• [TASK REQUIREMENTS] Please rescale the lines starting at the one containing "Task: set a pin on each instance of the tree trunk." and ending at the one containing "point(392, 146)". Write out only those lines again, requests included, with every point coordinate in the answers multiplied by 0.25 and rounded to a whole number, halves rounding up.

• [DATA PROVIDED]
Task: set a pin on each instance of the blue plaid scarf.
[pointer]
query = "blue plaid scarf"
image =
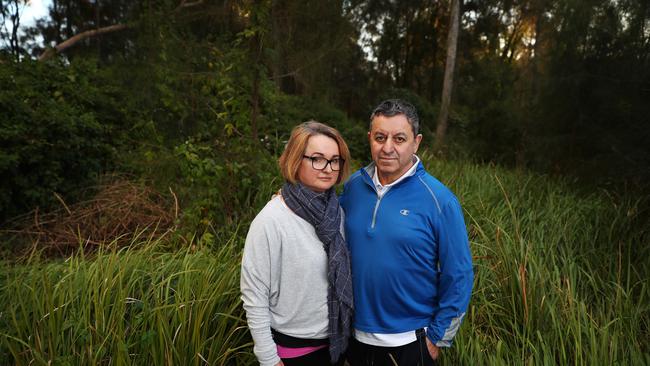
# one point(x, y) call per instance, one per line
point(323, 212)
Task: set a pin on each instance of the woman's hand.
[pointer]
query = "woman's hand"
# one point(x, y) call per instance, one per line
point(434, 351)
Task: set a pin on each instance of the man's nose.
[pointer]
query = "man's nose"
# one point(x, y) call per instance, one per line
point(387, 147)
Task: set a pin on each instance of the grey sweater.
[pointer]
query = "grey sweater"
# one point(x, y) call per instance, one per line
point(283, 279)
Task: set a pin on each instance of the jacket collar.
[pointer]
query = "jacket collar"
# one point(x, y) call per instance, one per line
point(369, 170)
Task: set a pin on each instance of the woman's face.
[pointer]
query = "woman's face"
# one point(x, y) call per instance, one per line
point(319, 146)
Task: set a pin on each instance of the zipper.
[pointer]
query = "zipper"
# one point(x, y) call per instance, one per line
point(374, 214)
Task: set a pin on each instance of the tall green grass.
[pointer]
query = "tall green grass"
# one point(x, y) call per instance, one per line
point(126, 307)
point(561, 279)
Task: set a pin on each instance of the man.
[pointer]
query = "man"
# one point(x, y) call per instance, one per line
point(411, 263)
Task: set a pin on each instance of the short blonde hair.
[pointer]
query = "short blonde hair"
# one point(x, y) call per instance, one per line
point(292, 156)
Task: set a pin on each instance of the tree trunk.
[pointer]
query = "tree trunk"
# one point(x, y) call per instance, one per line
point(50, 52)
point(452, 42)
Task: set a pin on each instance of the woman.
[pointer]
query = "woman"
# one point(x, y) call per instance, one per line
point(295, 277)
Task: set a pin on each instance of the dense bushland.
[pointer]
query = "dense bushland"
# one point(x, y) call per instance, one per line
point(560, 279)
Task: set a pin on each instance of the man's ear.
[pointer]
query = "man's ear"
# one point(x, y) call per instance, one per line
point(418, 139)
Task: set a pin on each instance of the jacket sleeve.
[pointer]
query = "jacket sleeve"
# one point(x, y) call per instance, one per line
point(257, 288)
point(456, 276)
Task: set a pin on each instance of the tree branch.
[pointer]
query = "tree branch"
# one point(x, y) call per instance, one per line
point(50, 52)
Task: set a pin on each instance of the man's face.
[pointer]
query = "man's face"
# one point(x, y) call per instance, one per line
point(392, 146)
* * *
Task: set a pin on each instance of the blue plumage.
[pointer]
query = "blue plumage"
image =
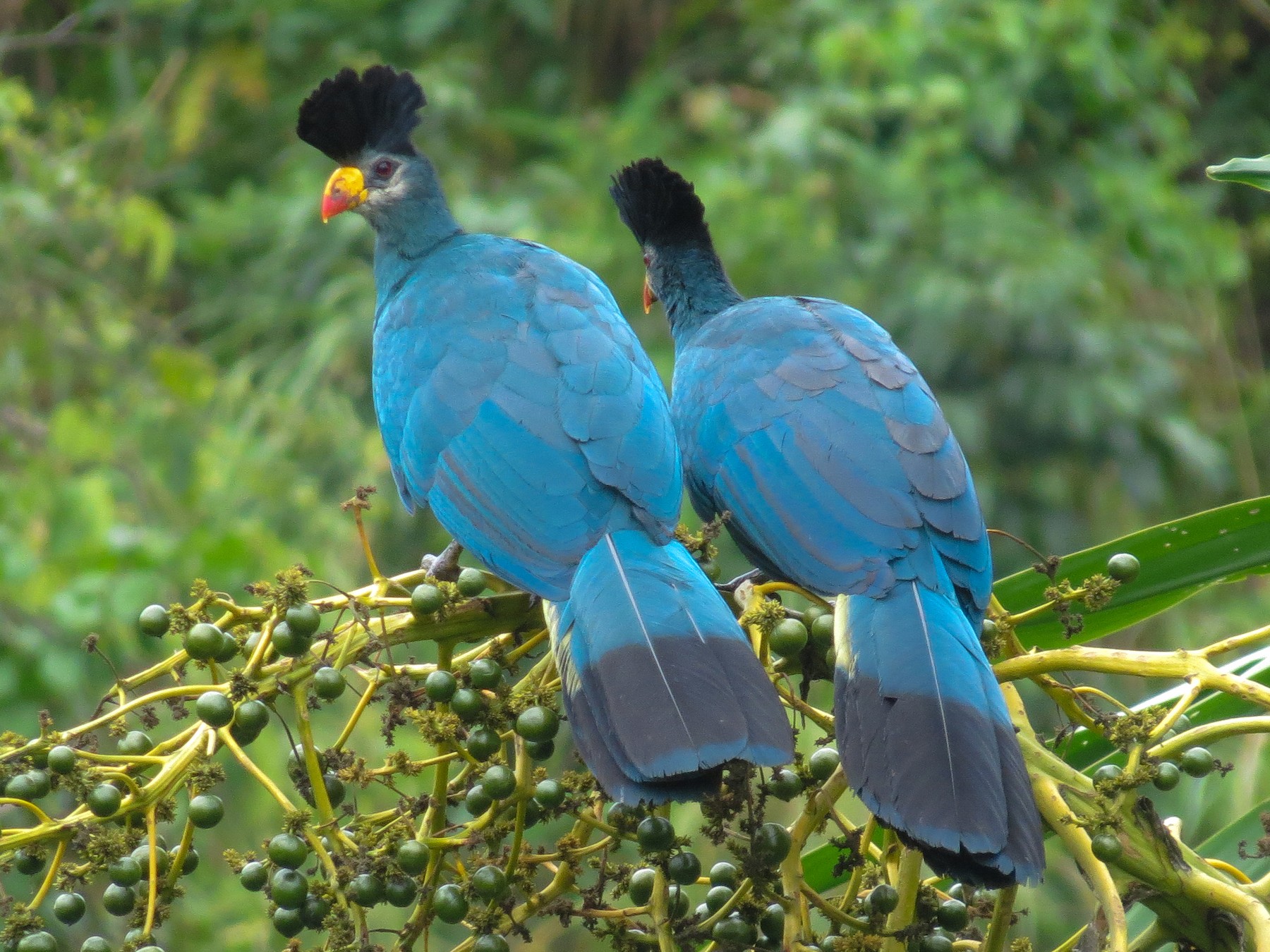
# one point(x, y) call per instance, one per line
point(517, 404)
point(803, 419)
...
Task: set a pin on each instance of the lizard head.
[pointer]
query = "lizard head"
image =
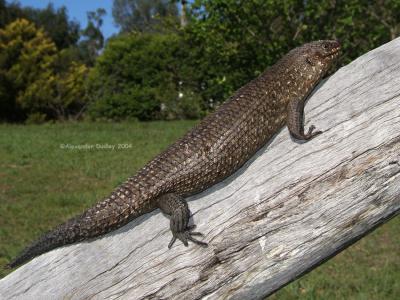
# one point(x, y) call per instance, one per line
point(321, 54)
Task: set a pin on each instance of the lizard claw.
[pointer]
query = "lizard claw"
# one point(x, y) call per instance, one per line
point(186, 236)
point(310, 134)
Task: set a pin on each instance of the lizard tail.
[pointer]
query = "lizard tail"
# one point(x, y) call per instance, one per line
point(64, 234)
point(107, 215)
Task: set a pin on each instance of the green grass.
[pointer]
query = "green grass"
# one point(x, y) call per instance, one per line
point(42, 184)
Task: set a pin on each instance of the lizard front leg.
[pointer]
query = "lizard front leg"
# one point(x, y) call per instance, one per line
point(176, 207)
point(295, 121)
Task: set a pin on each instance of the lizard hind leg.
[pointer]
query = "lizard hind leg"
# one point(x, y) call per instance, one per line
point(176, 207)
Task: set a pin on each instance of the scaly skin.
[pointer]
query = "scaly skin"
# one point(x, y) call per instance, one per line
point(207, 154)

• [OUTPUT BELOW]
Task: set a pin on each instance of the tree trunk.
[pointer]
query = "tree trunk"
# one point(x, y) call per instance, one per line
point(13, 13)
point(113, 11)
Task: set a pin on each instance of the woman.
[pointer]
query = "woman"
# one point(x, y) call per instance, one per line
point(74, 69)
Task: set a pin on each instance of the dense bushland.
[pointer]
query = "dense bushland"
# one point(x, y) call per instance, one per line
point(140, 70)
Task: set a pin on each instance of the man's ear.
[pointer]
query = "man's ear"
# one point(x, y) call per instance, one per line
point(105, 35)
Task: set a pin on each instance of the jacket sleeve.
[pointer]
query = "jacket sleeve"
# one point(x, y) call per instance, one per line
point(64, 72)
point(114, 69)
Task: set a pin on each instance of the tree branch.
[pointer]
query = "tree branch"
# one point(x, y) call per instance, one per line
point(13, 13)
Task: set a pin on each instance of the man's face.
[pointer]
query = "man's face"
# one point(x, y) call per instance, one per line
point(98, 37)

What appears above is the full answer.